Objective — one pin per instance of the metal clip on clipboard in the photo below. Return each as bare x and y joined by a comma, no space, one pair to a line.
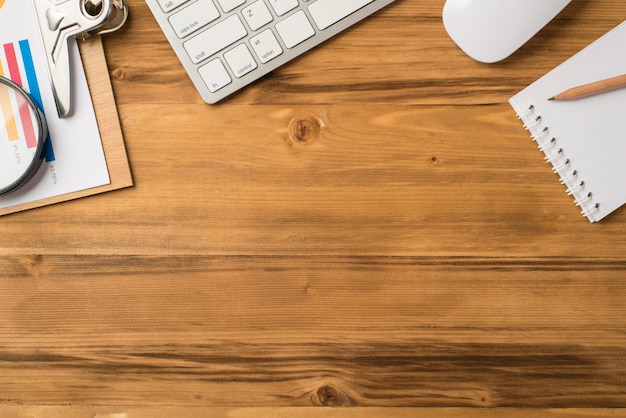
60,20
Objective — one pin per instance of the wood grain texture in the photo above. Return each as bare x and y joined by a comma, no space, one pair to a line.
367,227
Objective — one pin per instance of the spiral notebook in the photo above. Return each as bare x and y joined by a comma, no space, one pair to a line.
585,139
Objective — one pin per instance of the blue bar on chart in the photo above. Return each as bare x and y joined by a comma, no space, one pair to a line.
21,69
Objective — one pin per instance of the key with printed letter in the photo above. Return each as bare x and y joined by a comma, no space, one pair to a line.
225,45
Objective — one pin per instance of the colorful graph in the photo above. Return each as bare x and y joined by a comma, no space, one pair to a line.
19,67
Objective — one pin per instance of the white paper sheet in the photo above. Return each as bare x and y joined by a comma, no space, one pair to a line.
75,158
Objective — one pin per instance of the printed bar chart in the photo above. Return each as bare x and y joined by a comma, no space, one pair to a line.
18,60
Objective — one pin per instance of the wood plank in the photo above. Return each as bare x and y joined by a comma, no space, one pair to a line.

════

## [What is needed]
Give every record again word for word, pictures excluded.

## [Result]
Objective — one pin per instance of the metal clip on clipboard in the photo below. Return each as bare x and y joined by a comma, no space, one pair to a line.
60,20
Objective — one pin per instance of the wood grain texture in the photo above. Return each as bare x and y joined by a comma, no space, one pair to a line.
367,227
Objective — one pin per instance of the spiral notebook in the photo above. Return each as bare x and y joined by a comma, no space, one pair to a line.
585,139
Objective — one pin per instance of the blue bar on chart in the photo above. Return each as bare x and y joined by a comma, no space, one pair to a line.
21,69
Objective — one pin per instance of the key with printed letter in the photo above. Return each as bare x and y joined by a comma, no space, one pair to a line.
225,45
Objective — one pin per instance of the colorful graph in the photo above. Return each as bare x and y joined by a comma, no space, one pair to a line.
19,67
Objective — one pin per instance of the white paper sheet in the photo above. Return each as bare x and y joined by a comma, no space, one pair to a line.
75,158
Objective — one pin per instance of the printed bar chart in the photo above. Return each as bare x and y joined by a comma, no space, one pair to a line.
18,60
Objective — one pin per instance of the wood plank in the photo above. Return each as bare x and y joined by a comma, no space, one pair to a line.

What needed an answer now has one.